**Exercise aim**: Set down exactly the lines in the records below that run from the line with "task: trace the outline of the white" to the line with "task: trace the outline of the stuffed pepper", inclusive, and nothing more.

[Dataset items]
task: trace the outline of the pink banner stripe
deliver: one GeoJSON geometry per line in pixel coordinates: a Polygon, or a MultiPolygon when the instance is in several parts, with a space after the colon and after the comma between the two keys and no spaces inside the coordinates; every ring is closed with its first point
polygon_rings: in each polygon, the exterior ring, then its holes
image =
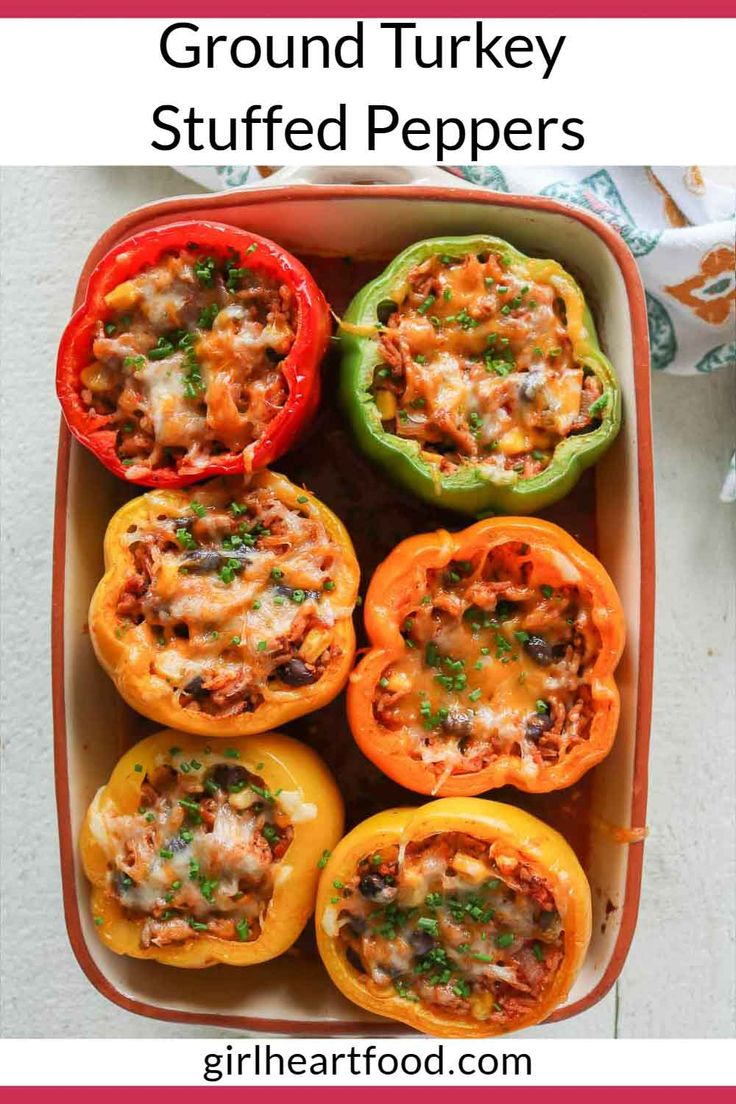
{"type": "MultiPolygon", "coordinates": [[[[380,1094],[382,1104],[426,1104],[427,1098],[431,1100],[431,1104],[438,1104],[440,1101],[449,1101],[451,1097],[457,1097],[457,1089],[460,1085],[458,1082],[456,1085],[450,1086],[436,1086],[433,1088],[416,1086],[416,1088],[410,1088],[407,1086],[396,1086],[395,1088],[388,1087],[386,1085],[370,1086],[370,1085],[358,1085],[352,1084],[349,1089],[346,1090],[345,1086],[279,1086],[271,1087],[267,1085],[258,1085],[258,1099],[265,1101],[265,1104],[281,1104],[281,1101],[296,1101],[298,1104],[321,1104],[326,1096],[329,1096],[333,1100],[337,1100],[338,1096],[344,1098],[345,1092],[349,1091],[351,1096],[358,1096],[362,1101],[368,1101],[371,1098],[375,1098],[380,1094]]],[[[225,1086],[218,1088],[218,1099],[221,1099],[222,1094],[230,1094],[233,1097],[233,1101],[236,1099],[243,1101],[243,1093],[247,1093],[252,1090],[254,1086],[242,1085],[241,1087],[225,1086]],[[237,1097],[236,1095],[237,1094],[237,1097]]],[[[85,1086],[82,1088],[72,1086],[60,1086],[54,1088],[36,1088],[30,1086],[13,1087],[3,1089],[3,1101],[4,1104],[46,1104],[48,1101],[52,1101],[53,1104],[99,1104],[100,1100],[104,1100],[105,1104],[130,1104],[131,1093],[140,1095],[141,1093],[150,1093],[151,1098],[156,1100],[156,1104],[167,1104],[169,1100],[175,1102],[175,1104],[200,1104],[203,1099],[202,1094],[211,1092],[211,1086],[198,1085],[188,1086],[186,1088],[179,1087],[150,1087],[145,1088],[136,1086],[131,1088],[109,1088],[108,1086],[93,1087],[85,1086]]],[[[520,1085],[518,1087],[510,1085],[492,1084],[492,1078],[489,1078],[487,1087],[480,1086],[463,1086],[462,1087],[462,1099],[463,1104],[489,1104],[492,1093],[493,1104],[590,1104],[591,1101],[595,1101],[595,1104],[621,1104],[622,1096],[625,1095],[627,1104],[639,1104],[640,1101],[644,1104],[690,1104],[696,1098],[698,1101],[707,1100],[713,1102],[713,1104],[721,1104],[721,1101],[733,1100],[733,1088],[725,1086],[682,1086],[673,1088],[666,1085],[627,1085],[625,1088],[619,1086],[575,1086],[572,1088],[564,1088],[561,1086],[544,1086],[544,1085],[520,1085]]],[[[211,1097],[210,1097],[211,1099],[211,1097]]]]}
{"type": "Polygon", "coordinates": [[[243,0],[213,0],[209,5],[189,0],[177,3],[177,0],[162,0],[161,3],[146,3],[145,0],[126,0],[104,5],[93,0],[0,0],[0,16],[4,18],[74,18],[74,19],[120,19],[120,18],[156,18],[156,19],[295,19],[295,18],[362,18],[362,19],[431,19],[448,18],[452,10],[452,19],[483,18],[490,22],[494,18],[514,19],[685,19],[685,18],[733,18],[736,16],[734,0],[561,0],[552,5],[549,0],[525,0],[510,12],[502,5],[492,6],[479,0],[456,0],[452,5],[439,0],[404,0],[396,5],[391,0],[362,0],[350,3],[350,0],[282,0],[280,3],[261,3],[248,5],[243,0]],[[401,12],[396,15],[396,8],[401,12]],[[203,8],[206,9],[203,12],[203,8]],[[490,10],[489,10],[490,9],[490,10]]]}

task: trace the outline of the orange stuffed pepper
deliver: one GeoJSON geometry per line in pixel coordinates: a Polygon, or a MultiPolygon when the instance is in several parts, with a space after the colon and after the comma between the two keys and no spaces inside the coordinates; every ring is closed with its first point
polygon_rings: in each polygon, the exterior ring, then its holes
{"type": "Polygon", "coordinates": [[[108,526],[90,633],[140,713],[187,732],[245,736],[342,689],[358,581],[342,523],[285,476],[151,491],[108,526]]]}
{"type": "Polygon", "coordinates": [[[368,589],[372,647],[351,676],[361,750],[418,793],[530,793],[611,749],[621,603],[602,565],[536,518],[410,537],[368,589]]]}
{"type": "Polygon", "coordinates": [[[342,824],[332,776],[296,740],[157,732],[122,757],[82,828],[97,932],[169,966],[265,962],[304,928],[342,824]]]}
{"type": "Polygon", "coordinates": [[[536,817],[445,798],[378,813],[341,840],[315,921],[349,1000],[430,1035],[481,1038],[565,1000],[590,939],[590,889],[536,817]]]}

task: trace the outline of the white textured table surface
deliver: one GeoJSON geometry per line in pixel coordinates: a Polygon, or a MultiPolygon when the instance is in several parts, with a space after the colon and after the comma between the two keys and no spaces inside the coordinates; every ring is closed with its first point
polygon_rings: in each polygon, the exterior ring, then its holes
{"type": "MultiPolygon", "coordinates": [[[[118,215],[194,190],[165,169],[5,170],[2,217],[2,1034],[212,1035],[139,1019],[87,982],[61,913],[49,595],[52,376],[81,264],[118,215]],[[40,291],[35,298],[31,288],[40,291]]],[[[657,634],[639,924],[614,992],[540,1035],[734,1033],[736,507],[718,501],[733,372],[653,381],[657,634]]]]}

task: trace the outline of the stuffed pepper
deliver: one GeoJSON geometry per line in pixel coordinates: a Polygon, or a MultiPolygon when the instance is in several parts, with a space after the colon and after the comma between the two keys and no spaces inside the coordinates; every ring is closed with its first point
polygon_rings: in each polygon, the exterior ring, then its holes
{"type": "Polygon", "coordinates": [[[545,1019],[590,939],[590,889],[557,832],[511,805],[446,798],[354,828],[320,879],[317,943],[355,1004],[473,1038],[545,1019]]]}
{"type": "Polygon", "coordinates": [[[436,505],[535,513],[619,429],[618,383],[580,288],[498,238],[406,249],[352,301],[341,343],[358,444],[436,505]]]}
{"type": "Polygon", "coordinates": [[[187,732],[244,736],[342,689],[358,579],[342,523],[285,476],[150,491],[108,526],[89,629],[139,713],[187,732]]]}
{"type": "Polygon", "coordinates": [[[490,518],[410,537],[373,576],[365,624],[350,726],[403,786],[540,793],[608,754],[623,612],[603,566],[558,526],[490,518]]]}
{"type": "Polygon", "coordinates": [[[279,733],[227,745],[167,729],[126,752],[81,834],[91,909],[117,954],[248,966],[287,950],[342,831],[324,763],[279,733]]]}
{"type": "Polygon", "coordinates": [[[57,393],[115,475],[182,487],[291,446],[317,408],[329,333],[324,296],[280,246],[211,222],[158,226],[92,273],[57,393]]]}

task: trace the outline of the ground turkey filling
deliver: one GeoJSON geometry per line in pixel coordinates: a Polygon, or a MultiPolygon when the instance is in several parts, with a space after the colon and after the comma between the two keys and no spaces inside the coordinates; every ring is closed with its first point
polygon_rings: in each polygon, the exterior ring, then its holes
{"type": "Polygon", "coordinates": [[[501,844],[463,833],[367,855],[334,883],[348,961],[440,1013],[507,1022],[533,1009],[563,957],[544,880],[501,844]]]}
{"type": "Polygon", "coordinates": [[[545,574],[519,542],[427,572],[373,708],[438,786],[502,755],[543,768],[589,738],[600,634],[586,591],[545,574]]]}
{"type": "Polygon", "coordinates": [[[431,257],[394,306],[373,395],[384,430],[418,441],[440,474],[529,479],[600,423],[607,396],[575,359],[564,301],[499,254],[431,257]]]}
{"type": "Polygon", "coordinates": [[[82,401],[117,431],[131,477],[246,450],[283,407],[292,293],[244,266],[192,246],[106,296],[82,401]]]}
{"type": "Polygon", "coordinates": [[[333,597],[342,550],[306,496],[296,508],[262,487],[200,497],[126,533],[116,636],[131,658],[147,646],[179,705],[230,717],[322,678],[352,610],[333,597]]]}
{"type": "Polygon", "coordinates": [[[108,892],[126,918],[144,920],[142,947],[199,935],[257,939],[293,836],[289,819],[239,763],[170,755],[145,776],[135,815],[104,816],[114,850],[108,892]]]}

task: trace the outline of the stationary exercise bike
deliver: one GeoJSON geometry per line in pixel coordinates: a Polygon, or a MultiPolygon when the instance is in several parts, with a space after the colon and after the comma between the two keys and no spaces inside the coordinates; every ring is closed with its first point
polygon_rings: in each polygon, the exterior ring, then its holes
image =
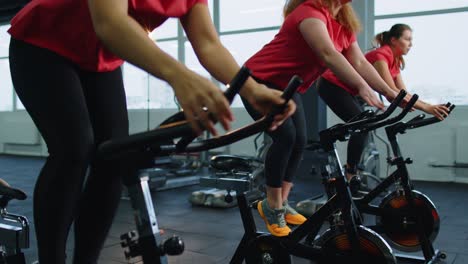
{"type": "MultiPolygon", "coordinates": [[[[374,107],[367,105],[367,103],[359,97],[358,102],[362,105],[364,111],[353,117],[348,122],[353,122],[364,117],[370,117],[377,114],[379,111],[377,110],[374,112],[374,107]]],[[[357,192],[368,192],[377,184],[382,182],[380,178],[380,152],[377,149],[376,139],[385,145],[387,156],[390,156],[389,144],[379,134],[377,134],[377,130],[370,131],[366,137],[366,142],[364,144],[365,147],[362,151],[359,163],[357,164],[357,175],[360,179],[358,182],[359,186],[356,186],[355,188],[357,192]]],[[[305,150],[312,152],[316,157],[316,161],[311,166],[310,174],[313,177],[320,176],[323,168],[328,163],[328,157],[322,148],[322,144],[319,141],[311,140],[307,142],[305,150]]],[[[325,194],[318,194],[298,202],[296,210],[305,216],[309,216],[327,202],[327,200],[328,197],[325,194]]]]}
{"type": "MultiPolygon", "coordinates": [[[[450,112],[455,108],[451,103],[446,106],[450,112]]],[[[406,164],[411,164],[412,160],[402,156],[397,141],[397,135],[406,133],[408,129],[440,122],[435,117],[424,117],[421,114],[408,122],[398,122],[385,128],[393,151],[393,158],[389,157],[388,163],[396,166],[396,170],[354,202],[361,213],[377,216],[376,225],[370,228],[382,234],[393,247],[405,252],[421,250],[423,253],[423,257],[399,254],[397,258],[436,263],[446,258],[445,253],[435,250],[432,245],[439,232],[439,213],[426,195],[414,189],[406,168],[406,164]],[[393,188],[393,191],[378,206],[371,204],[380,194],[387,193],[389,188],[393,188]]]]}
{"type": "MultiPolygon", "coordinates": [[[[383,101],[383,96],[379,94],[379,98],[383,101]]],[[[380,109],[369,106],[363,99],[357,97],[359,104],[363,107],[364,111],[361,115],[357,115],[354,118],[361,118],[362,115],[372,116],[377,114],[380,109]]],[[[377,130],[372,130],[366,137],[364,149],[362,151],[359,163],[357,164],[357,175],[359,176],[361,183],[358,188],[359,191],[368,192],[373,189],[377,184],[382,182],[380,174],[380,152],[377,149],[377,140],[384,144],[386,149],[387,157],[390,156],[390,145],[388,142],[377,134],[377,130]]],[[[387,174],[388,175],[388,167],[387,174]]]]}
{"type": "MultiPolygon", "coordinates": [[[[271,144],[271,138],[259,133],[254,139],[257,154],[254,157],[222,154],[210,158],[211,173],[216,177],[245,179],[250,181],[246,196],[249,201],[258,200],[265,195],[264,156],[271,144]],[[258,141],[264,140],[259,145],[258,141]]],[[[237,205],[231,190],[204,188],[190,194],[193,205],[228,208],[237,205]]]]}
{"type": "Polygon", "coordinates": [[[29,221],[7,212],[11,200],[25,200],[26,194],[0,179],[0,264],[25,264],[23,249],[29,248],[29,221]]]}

**Result of the exercise**:
task: trace the outline of the white textured table surface
deliver: one GeoJSON geometry per line in pixel coordinates: a Polygon, or a MultiPolygon when the instance is in several parts, with a space after the colon and after the comma between the two keys and no spaces inside the coordinates; every ring is closed with its first point
polygon_rings: in each polygon, the exterior ring, then its holes
{"type": "MultiPolygon", "coordinates": [[[[118,215],[194,190],[165,169],[5,170],[2,217],[2,1034],[212,1035],[139,1019],[87,982],[61,913],[49,595],[52,376],[81,264],[118,215]],[[40,291],[35,298],[31,288],[40,291]]],[[[657,634],[639,924],[614,992],[540,1035],[734,1033],[736,507],[718,501],[733,372],[653,381],[657,634]]]]}

task: trace the outline of the stuffed pepper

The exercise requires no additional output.